▸ YOUR INSTRUCTIONS: In the text below on antiviral drug discovery against hemorrhagic fever viruses, render this sentence in Spanish: "We developed a luciferase expressing LASV that can be used to screen for potential new antiviral drugs against this important emerging virus."

▸ EXTRACT PROVIDED:
_ _ _ _ _ _ _
Antiviral Drug Discovery against Hemorrhagic Fever Viruses
Emerging viruses such as Lassa Virus (LASV), Ebola Virus (EBOV) or Crimean Congo Hemorrhagic Fever Virus (CCHFV) are a major threat in their endemic countries and have the potential to cause epidemics. The development of specific couter measures has been hampered by a lack of commercial interest as the diseases caused be these viruses are rare and research and development is complicated by the need to handle these viruses in biosafetly level 4 laborytories.
One common approach to identify antiviral drugs for the treatment of such so called orphaned diseses, is drug repurposing. In this approach, libraries of drugs that have been developed for other applications are tested and efficacious compounds might then potentially be used off-label for the treatment of a different infection. The first step in this process is usuall to test a large number of drugs for aniviral efficacy and cytotoxicity on cells. Promissing compounds can be evaluated is dose response experiments on different cell lines. Finally, compounds with good antiviral efficacy and a favourable toxicity profile will evaluated in small animal models.
Recombinant reporter viruses that express for example a fluorescence proteine or a luciferase are good tools to facilitate these initial screening experiments as they simplify the readout for virus replication and allow for fast and large scale evaluation of drus collections. We developed a luciferase expressing LASV that can be used to screen for potential new antiviral drugs against this important emerging virus. Both commercial and academic drugs libraries are currently being screened with this virus. The development for similar screening assays for EBOV and CCHFV are ongoing.
_ _ _ _ _ _ _
▸ RECORDED DATA:

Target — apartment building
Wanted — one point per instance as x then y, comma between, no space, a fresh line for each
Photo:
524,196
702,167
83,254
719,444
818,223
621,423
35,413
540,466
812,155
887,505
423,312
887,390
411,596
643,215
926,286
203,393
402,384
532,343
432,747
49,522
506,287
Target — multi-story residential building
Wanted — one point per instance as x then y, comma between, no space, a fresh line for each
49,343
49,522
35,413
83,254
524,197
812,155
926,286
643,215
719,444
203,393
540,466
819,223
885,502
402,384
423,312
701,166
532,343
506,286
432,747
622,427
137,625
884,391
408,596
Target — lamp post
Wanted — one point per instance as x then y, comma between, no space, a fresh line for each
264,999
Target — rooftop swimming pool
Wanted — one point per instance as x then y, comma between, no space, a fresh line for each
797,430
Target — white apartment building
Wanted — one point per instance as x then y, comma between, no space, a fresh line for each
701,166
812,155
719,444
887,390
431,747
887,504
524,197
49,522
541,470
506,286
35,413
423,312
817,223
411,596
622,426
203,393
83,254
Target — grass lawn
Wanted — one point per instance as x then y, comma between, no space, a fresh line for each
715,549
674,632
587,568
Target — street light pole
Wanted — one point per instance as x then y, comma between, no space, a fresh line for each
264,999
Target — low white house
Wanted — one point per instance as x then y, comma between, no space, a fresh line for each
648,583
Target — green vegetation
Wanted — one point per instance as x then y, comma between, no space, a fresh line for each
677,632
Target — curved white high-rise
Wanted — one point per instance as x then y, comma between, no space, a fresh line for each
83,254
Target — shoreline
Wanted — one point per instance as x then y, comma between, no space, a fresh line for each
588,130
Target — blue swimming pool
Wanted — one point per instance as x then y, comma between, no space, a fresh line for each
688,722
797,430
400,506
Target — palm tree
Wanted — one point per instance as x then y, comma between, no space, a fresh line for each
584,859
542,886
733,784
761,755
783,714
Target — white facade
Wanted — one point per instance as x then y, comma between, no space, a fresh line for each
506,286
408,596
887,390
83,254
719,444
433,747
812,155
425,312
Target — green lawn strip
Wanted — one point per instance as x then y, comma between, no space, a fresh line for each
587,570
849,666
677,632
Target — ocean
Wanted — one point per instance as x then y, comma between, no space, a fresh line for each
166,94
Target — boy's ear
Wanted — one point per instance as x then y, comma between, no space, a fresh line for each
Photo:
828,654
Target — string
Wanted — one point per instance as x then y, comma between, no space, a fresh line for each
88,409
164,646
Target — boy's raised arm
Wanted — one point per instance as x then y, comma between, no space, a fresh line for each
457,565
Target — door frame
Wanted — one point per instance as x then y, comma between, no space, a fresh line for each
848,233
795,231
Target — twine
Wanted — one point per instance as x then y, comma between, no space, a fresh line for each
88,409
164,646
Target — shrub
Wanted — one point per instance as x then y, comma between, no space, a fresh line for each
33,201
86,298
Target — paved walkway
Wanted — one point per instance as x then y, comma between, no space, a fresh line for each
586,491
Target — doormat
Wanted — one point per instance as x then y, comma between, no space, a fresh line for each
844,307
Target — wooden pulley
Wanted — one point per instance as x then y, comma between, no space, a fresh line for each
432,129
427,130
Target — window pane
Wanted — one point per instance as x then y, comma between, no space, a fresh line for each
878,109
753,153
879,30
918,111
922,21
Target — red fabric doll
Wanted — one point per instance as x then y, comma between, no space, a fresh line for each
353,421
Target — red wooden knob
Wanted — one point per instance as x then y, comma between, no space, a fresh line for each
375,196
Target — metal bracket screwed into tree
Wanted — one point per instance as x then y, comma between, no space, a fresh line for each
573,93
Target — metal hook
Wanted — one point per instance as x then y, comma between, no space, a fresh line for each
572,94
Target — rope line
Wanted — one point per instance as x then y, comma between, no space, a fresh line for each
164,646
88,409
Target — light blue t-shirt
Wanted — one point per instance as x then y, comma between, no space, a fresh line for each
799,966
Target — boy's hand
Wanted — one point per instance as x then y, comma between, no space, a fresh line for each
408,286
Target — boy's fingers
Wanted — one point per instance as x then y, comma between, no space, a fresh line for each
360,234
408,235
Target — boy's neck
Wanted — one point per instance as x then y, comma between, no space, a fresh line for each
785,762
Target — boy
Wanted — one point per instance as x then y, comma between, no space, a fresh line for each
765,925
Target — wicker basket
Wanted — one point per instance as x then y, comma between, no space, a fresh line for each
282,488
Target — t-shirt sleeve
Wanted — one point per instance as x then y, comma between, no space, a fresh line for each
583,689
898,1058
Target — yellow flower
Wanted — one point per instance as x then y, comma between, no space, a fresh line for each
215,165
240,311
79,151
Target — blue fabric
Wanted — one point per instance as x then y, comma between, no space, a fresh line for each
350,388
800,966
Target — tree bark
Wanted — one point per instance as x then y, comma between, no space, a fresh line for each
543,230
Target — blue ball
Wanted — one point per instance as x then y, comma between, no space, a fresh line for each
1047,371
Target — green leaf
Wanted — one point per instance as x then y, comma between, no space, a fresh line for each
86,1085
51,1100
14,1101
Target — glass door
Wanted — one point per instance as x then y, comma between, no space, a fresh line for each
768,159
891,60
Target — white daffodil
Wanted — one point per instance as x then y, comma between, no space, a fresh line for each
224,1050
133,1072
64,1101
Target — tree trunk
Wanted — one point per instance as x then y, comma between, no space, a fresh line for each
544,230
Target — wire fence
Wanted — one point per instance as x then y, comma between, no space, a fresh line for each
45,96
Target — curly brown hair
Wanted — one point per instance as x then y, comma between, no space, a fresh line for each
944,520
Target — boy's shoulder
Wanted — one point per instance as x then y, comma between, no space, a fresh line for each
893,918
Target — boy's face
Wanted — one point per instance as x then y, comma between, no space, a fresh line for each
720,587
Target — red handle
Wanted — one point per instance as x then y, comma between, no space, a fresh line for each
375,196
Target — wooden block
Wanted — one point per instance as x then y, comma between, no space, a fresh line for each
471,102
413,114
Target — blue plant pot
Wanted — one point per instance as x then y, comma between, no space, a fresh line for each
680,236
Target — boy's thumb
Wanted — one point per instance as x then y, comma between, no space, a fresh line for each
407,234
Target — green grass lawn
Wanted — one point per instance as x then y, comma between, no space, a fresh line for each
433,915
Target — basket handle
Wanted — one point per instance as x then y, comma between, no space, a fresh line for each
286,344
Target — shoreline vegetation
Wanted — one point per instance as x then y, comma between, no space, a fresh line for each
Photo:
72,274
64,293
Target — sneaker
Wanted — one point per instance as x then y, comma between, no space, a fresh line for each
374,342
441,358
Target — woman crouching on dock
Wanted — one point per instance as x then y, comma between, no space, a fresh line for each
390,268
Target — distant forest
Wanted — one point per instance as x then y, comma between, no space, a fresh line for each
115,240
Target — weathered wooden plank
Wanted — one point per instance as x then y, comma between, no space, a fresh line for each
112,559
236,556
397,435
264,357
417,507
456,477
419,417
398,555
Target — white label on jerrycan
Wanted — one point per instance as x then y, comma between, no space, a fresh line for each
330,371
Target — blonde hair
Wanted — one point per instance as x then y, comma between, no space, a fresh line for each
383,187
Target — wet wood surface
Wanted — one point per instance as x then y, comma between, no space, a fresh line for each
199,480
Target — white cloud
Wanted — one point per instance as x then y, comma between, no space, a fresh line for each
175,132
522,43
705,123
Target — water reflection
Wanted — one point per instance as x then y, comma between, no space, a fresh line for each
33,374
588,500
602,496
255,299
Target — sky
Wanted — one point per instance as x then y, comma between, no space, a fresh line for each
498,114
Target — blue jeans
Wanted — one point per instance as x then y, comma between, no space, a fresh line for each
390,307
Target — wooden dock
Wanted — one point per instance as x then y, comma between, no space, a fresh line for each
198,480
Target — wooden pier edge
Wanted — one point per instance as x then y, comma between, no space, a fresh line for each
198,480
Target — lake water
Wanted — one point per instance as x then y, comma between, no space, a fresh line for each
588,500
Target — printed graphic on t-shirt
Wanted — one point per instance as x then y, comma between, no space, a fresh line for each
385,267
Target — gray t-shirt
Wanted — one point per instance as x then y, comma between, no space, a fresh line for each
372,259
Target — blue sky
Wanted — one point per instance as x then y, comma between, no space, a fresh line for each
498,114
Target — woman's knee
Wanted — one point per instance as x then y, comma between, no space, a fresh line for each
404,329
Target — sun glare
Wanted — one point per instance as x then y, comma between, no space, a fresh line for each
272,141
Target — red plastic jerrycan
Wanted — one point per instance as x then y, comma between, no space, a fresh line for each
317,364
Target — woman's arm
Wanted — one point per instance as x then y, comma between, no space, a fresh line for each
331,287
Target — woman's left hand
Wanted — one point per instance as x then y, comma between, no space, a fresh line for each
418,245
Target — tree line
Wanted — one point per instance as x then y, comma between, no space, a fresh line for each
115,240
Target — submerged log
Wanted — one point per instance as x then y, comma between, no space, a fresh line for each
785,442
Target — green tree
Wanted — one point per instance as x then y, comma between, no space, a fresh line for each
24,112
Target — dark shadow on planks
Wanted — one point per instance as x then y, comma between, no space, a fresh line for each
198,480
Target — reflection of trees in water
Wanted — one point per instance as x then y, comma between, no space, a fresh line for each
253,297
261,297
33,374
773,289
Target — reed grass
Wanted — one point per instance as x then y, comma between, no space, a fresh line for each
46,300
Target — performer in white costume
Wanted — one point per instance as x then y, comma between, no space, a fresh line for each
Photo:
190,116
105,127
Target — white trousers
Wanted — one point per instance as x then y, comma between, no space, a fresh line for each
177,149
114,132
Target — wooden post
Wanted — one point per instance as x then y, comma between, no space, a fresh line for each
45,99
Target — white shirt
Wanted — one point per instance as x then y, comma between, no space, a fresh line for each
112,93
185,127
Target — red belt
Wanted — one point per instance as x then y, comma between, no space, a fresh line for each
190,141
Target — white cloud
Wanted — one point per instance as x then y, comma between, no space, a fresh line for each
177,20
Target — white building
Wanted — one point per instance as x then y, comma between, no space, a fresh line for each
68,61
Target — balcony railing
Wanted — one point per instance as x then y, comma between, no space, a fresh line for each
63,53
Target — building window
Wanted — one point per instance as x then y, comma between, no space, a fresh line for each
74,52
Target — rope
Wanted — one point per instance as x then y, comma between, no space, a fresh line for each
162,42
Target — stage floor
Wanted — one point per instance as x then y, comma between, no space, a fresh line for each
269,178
_ _ _ _ _ _ _
▸ RESULT FOR THIS EXERCISE: Desarrollamos un LASV que expresa luciferasa y que puede utilizarse para buscar posibles nuevos fármacos antivirales contra este importante virus emergente.